▶ **Task details**: Find the line containing "Where can the green strawberry", then output it and every line after it through the end of the listing below, exactly as written.

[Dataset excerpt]
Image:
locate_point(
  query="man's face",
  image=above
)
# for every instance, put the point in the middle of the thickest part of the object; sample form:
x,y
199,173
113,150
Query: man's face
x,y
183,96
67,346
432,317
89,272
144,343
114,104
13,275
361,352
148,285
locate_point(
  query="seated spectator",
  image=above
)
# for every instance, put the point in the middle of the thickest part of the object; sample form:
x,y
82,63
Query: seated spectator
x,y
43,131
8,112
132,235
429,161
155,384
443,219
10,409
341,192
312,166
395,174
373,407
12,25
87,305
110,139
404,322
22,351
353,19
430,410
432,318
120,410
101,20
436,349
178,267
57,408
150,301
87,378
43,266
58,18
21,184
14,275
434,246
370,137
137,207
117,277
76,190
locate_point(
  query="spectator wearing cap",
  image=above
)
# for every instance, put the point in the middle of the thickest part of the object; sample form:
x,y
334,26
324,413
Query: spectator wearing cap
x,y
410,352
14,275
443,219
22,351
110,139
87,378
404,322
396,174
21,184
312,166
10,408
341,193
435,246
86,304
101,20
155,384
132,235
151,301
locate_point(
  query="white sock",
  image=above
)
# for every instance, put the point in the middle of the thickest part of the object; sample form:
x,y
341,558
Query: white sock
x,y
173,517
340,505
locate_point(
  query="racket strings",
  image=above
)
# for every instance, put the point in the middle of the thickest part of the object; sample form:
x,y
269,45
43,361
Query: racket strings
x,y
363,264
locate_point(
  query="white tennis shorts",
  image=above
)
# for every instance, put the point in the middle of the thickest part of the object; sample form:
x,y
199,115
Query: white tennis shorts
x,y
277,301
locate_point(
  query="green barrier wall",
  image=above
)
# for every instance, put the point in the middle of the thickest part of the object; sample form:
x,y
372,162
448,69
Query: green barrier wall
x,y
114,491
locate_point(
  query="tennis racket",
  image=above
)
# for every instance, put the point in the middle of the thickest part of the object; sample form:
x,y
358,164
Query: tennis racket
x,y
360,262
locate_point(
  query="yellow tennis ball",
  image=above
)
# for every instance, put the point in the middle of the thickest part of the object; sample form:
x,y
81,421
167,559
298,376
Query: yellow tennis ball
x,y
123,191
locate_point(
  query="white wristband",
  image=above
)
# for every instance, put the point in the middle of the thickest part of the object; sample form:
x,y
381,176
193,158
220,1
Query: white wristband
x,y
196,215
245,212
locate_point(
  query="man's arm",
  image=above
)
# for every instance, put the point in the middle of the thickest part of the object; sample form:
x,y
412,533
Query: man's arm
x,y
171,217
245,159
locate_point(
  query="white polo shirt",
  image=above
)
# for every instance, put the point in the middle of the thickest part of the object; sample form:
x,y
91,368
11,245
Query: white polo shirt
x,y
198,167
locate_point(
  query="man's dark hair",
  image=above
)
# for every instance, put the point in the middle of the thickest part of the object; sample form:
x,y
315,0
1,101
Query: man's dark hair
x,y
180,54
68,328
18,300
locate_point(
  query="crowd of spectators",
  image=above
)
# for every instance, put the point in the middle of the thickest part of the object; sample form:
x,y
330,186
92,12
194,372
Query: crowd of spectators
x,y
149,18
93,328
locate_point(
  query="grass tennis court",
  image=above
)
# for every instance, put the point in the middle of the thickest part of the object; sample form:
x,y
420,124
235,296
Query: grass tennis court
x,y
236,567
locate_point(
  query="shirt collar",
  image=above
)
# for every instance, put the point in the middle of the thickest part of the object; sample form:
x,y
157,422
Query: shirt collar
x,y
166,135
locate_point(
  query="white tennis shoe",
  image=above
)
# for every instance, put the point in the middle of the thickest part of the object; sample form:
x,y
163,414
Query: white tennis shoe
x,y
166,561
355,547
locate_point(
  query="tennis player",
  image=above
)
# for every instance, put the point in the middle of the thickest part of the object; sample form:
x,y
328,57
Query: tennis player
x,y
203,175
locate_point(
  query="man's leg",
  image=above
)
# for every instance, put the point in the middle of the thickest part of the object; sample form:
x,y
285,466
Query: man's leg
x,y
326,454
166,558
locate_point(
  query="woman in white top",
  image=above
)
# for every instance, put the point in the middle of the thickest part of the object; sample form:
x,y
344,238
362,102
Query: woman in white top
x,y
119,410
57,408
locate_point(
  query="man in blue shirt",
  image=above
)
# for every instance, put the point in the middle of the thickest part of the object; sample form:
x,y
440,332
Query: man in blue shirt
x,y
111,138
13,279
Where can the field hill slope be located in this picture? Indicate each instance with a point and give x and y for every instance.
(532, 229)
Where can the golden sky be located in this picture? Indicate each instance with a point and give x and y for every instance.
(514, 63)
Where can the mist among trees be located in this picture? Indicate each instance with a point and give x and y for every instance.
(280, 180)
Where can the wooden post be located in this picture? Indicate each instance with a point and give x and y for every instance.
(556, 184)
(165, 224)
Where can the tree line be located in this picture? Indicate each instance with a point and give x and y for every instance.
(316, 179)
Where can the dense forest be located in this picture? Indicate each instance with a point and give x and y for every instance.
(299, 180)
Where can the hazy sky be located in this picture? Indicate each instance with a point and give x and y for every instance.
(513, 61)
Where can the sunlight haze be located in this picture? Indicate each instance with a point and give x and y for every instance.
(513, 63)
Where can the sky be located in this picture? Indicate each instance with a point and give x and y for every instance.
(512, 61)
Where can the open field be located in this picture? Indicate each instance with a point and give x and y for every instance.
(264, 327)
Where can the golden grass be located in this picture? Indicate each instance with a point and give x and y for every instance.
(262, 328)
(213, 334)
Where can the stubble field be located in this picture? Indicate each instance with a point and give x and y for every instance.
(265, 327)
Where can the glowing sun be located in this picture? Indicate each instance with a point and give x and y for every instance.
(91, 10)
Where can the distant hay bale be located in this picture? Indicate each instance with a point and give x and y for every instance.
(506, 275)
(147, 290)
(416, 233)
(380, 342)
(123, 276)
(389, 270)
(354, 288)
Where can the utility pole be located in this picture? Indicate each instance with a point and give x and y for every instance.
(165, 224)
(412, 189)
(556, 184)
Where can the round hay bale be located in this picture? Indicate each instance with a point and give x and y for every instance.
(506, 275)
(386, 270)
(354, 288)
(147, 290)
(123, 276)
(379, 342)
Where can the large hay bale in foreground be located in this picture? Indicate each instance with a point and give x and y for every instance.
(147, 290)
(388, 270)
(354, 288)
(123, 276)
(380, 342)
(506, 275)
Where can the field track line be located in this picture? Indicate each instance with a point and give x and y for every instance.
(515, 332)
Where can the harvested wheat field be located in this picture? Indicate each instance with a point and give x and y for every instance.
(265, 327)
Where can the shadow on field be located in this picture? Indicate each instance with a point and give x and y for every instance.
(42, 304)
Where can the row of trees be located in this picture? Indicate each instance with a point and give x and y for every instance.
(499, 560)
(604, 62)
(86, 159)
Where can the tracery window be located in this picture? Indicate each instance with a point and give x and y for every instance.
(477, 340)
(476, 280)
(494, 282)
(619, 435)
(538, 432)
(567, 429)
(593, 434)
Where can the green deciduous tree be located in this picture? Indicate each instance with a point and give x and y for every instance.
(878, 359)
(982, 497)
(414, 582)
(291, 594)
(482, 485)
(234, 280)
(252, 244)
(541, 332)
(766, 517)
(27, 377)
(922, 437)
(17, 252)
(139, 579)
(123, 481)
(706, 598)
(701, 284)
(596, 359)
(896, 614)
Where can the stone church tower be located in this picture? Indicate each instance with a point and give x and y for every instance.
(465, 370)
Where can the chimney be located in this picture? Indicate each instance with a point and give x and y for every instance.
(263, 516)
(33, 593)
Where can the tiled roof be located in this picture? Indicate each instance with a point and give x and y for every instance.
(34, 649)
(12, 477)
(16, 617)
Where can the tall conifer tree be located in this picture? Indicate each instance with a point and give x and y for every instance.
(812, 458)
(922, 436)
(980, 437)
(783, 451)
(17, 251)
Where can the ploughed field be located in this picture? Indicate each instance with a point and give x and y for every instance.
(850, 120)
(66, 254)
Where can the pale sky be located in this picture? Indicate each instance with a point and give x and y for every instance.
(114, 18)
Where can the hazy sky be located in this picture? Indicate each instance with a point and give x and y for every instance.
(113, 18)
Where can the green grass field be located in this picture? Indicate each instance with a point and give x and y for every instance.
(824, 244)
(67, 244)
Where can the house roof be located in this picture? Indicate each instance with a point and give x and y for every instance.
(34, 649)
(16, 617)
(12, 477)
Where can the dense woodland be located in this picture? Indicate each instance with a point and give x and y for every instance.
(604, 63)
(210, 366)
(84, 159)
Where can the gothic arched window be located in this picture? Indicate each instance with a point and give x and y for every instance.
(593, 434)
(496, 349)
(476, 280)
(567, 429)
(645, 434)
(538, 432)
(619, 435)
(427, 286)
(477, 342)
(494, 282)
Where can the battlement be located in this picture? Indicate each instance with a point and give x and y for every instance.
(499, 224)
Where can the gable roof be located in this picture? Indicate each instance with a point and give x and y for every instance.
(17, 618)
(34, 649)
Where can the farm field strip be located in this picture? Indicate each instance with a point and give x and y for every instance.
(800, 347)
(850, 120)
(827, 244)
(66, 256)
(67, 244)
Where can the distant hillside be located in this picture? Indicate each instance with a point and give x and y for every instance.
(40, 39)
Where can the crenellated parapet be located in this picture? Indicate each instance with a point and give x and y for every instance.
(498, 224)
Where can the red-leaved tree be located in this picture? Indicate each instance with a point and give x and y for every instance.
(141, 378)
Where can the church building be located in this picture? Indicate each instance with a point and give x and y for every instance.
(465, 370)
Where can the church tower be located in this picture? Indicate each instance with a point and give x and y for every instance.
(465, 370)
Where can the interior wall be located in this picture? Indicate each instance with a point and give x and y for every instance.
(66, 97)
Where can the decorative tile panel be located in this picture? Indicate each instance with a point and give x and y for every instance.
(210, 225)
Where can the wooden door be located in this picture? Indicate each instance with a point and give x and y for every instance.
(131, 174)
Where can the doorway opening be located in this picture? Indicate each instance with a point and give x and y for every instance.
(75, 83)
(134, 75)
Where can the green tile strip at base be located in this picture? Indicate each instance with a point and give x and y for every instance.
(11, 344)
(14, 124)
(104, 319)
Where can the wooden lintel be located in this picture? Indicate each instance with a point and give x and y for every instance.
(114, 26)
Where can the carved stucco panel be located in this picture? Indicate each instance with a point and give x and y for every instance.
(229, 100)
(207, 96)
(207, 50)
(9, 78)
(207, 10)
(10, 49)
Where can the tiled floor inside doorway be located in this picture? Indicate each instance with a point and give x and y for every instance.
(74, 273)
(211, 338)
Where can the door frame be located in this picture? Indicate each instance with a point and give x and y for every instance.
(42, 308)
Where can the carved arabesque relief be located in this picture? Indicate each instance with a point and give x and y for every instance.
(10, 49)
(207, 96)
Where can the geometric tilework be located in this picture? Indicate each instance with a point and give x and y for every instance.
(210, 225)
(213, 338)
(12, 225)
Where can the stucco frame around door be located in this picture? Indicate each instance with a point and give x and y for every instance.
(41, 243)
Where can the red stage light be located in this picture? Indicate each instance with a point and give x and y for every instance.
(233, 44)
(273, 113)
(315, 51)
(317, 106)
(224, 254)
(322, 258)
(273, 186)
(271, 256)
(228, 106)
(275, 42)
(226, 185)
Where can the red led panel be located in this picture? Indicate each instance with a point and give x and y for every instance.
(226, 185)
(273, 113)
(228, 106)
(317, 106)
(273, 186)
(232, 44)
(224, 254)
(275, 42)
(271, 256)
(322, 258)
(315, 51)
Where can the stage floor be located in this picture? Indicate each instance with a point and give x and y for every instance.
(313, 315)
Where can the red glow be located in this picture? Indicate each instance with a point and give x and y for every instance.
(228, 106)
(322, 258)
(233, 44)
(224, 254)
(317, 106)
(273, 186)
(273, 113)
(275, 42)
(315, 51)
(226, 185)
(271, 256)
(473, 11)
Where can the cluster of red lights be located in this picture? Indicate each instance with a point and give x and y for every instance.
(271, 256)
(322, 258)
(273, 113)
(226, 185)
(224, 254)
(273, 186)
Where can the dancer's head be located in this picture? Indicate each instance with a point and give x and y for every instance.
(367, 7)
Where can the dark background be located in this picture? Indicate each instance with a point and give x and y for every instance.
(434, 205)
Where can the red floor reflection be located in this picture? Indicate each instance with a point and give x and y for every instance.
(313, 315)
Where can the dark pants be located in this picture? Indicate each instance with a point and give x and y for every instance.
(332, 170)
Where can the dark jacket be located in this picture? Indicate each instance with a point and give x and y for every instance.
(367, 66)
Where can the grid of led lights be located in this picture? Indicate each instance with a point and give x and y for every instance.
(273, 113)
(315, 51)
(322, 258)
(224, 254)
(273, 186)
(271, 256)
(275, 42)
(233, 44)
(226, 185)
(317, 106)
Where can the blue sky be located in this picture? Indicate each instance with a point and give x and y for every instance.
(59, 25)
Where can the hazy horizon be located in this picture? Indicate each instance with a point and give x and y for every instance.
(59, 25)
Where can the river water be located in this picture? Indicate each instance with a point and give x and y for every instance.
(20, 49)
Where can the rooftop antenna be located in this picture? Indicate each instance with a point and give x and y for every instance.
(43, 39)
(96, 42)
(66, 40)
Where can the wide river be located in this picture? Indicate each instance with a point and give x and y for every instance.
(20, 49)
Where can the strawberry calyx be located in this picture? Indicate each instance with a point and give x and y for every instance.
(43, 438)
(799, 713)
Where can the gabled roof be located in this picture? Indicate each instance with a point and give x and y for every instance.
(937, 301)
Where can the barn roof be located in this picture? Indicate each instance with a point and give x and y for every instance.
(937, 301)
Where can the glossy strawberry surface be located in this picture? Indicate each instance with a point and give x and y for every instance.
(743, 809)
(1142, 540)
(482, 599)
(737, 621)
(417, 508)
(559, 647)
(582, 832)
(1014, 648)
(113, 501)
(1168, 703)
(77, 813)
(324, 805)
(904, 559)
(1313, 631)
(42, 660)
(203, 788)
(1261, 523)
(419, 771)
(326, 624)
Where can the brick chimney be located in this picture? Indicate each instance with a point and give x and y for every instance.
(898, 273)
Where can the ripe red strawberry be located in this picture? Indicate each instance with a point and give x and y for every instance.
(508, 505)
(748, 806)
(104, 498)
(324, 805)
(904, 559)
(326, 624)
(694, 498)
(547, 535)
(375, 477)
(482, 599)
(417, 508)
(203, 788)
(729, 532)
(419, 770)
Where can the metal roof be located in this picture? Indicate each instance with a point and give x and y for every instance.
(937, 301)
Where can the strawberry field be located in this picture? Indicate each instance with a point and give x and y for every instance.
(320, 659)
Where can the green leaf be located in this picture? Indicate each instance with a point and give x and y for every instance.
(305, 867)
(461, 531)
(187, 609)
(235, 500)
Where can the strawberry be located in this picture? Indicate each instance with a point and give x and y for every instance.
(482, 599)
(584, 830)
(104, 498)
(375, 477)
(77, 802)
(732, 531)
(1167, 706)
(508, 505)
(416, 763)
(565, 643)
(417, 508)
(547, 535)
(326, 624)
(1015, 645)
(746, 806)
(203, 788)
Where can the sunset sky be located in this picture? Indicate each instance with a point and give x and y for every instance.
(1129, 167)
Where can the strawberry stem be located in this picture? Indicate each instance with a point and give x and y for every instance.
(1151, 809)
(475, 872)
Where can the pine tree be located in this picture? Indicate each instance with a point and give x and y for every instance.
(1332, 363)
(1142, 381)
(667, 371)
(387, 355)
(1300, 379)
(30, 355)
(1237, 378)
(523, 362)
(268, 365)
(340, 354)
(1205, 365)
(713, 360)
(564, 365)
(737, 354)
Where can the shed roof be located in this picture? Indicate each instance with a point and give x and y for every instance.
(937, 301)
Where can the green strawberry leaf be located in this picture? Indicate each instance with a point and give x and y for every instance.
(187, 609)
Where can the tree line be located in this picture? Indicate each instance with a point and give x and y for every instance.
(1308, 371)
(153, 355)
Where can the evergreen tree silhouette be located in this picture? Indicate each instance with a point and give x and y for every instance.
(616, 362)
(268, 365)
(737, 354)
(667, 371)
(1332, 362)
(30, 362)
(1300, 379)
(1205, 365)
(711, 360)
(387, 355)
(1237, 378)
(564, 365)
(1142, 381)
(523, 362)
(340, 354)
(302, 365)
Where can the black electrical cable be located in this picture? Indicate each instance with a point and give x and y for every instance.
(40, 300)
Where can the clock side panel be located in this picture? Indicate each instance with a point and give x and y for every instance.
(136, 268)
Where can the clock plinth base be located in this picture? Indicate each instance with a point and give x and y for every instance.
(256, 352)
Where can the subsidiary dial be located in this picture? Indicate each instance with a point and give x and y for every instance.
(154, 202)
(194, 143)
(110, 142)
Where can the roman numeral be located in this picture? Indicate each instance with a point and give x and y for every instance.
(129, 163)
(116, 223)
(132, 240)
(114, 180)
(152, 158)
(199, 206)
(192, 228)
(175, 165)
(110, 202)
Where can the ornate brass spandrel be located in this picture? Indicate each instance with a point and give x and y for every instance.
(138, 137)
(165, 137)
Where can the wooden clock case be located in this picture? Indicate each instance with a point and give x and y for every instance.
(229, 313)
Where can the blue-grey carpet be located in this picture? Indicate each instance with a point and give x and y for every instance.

▶ **Exercise output**:
Where can the green strawberry leaf be located in this picture? Indicate each instance with a point and give x and y for every instance.
(187, 609)
Where can the tree line be located in this picture? Indicate each instance with a point and give x and y for every instance.
(1308, 371)
(153, 355)
Where can the evergreen tree silhouette be located in this picture? Indicate each instance with a point and give x and y for every instance.
(616, 362)
(268, 365)
(737, 354)
(667, 371)
(1332, 362)
(30, 362)
(1300, 379)
(1205, 365)
(711, 360)
(387, 355)
(1237, 378)
(564, 365)
(1142, 381)
(523, 362)
(340, 354)
(302, 365)
Where can the black electrical cable be located in this picture? Indicate each instance with a point and give x and y for every instance.
(40, 300)
Where can the clock side panel be located in this picture? Indicate each instance with a point and give x and y for every instance.
(136, 268)
Where can the clock plinth base be located in this picture? Indicate each instance with a point and give x and y for every instance.
(256, 352)
Where can the subsidiary dial be located in this picture? Indicate each instance with a point and give x and y for every instance.
(154, 202)
(194, 143)
(110, 142)
Where can the roman numeral be located in this picture? Indicate each instance with a point and give x and y for every instance.
(129, 163)
(116, 223)
(132, 240)
(114, 180)
(152, 158)
(199, 206)
(192, 228)
(175, 165)
(110, 202)
Where can the ornate brass spandrel be located in this picture? Indicate each instance with a point and give x and y for every instance.
(138, 137)
(165, 137)
Where can the wooden clock case be located in this picture? Indicate each instance with a point and give x and y for every instance.
(229, 313)
Where can the blue-grey carpet be located in this picture? Indicate each instance with a point and give x and y for every instance.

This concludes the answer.